#### [What is asked]
Copy out the entries below, swapping each "SHOULD" for "MUST" and keeping everything else the same. Leave the pictures out.

##### Listing

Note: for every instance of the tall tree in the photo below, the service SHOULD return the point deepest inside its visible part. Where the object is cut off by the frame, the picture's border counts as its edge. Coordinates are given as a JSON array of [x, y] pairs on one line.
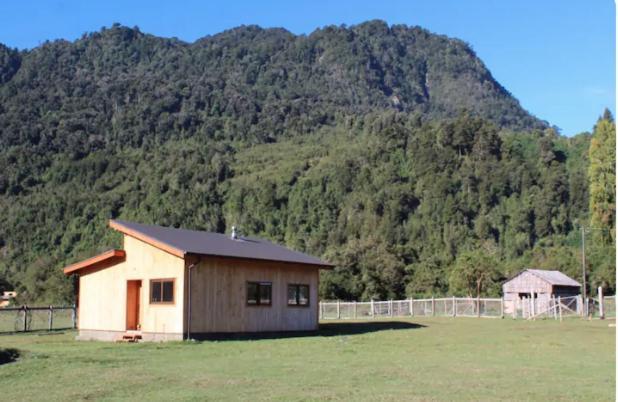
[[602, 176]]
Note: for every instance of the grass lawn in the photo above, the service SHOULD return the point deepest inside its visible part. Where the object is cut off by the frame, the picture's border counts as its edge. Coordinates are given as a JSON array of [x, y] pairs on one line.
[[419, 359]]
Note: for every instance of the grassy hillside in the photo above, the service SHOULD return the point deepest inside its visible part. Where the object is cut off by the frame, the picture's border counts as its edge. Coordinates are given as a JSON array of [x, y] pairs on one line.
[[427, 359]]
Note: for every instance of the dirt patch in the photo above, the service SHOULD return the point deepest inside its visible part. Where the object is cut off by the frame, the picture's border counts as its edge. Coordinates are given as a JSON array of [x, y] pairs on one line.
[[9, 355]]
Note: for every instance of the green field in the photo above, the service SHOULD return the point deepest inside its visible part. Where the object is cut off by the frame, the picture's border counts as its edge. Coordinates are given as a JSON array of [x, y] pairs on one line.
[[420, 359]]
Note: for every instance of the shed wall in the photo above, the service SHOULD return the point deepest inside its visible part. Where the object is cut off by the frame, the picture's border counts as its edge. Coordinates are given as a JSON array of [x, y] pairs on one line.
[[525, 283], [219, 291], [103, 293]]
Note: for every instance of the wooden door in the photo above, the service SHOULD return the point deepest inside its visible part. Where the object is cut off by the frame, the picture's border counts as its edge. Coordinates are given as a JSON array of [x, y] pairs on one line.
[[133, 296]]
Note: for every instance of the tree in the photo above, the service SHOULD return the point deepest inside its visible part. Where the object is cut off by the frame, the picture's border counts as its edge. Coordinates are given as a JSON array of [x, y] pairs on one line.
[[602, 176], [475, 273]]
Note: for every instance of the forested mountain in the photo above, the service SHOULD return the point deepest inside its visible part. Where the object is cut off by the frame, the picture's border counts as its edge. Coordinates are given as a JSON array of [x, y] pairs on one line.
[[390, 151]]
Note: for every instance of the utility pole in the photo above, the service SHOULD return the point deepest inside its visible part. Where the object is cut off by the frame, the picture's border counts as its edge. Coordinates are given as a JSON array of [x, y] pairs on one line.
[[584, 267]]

##########

#### [The reply]
Note: for every instance of the tall tree in the photo below, the service MUST return the point deepest inside its visible part. Where the object is cut off by the frame, the picture's border counts as its edge. Coordinates are given as a JSON array of [x, y] pairs on one line.
[[602, 176]]
Note: for every instance of the grass lawn in the photo above, the service MUST return the point deepest inside its visible part. Where the object is cut off by the frame, the picture's border counts as its edge. Coordinates are given as a JSON array of [x, y] pairs on one line.
[[419, 359]]
Note: for every instance of the grassy hillside in the photo above, the service MUST return the point deepest inside its visible part. Where the object is cut off by the frame, the picture's border counts as its edge. Coordinates are given as a JSON array of [x, y] pairs on one line.
[[427, 359]]
Note: for every instance of the dirt patch in the photo above, the service MUST return the point deepest inside its visible part. Where the object is cut off by the frame, the picture's border counts as its edge. Coordinates are given as a JSON array of [x, y] pairs on one line.
[[9, 355]]
Note: for every instance of the green field in the photo above, the service MUST return the point deepest inside its visible part. Where the object is cut off by the frame, the picture's border counts as its edge. Coordinates are given as a JSON array of [x, y] pairs on one line.
[[420, 359]]
Note: for every instance of the shed wall in the photo above, the service MUST return the point deepest inside its visible part. Where the object is cut off by the frame, the picture's border counts as its edge. Coordinates are given as a JSON array of [x, y] pairs on one line.
[[525, 283], [219, 291], [103, 293]]
Note: for every instance of the wooden door in the photo above, the service MUST return the point deepest inside its visible part. Where the object is cut off by the frame, the picture's border counts as its edge. Coordinates are given as a JSON array of [x, y] pairs on one line.
[[133, 296]]
Note: for every instance of the tree in the photo above, the service MUST return the point deepest inside its visible part. Where the object is cut off by the frame, the picture's border counts as its edge. Coordinates are given as a JSON array of [x, y] pairs on one line.
[[602, 176], [475, 273]]
Note: for every instance of the forested mountain in the photo above, the service MUST return the point deepest inside its visible part. Where the object is cut off by the frame, the picture's border counts as its edge. Coordinates are given as a JSON array of [x, y] pairs on one line.
[[390, 151]]
Note: for every instance of the utility pole in the photo above, the service MUST return the point deepest inside its visible part. Where the object is cut off by the frame, the picture's border counts as its edge. Coordinates are given as a JSON array of [x, y] pairs on one line.
[[584, 267]]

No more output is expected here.